Records shown:
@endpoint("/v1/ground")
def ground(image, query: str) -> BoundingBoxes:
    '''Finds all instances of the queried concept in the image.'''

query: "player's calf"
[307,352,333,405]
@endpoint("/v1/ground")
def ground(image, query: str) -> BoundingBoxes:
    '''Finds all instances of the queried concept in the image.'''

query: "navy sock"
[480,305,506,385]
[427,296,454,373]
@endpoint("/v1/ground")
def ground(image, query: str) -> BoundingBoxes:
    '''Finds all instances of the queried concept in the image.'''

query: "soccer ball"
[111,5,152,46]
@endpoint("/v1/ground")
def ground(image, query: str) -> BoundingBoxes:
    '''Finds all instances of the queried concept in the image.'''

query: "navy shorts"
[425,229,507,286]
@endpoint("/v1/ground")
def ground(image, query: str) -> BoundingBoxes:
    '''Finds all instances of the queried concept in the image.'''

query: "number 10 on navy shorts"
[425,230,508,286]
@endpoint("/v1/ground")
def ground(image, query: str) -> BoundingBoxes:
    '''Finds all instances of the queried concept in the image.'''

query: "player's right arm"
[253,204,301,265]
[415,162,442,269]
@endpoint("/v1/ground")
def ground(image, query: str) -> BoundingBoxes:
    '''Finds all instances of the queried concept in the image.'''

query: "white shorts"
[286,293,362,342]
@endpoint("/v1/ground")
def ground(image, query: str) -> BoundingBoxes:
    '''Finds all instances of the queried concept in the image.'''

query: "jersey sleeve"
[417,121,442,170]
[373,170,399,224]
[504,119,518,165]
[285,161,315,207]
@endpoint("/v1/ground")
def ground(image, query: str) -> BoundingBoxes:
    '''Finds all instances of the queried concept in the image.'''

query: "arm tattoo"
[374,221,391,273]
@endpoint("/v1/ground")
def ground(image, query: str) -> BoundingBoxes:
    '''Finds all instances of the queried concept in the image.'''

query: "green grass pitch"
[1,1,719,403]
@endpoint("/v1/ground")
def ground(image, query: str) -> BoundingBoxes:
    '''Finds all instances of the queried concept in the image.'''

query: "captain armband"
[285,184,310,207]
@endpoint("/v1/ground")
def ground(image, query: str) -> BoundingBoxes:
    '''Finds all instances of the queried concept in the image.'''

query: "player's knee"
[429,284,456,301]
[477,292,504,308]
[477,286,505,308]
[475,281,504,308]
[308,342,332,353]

Your task: Could you transcribe the records in full, exactly?

Answer box:
@endpoint("/v1/ground")
def ground(image, query: str) -> BoundingBoxes:
    '''Finds all instances of the queried concept in the image.'''

query: "player's calf"
[307,352,333,405]
@endpoint("/v1/ground")
def ground(image, query: str) -> BoundingBoxes:
    '''Finds all instances of the queried concept in the image.'''

query: "navy sock"
[480,305,506,385]
[427,296,454,373]
@endpoint("/v1/ground")
def ground(image, query: str) -> BoundingBoxes:
    '''Finds all instances of the queried concept in the image.'''

query: "soccer ball"
[111,5,152,46]
@endpoint("/v1/ground")
def ground(image, query: str) -> BoundingBoxes:
    '''Finds all instances of the queried concept in the image.'''

query: "navy shorts"
[425,229,507,286]
@endpoint("/v1/ground")
def ground(image, query: str) -> BoundingBoxes:
    '''Finds all instances of the queried concept in the image.'''

query: "number 10 on navy shorts"
[425,230,508,286]
@endpoint("/v1/ground")
def ground(image, query: str) -> BoundingBoxes:
    '''Finds all instances of the queried concept in the image.'''

query: "player's right arm"
[253,204,301,265]
[415,162,442,269]
@endpoint("/v1/ground")
def ground(image, query: str) -> BoundingBoxes:
    '''Finds all instances of the queried concept in the image.'''

query: "white shorts"
[286,293,362,342]
@endpoint("/v1/ground")
def ground(image, query: str) -> BoundingBoxes:
    '''Finds all instances of the queried concept in the image.'''

query: "jersey sleeve"
[417,121,442,170]
[373,170,399,224]
[504,119,518,165]
[285,161,315,207]
@endpoint("/v1/ground")
def ground(image, query: str) -> BoundingBoxes:
    '''Finds all instances of the queried concept in the image.'''

query: "arm tattoo"
[374,221,391,273]
@endpoint("/v1/ground")
def ground(image, query: str) -> BoundingBoxes:
    '''Finds all instances of the queried concept in the image.'''

query: "green grass pitch"
[1,1,719,403]
@endpoint("/v1/ground")
def ground(image, query: str) -> BoundingBoxes:
    '''Finds all instances of the queried concept in the image.'''

query: "captain armband"
[285,184,310,207]
@endpoint("/v1/ground")
def ground(image, query: str) -> BoundingBoxes:
    '''Finds all instances of the queried concept in the image.'''

query: "player's knee"
[429,284,456,301]
[477,292,504,308]
[477,286,505,308]
[475,281,504,308]
[308,342,332,353]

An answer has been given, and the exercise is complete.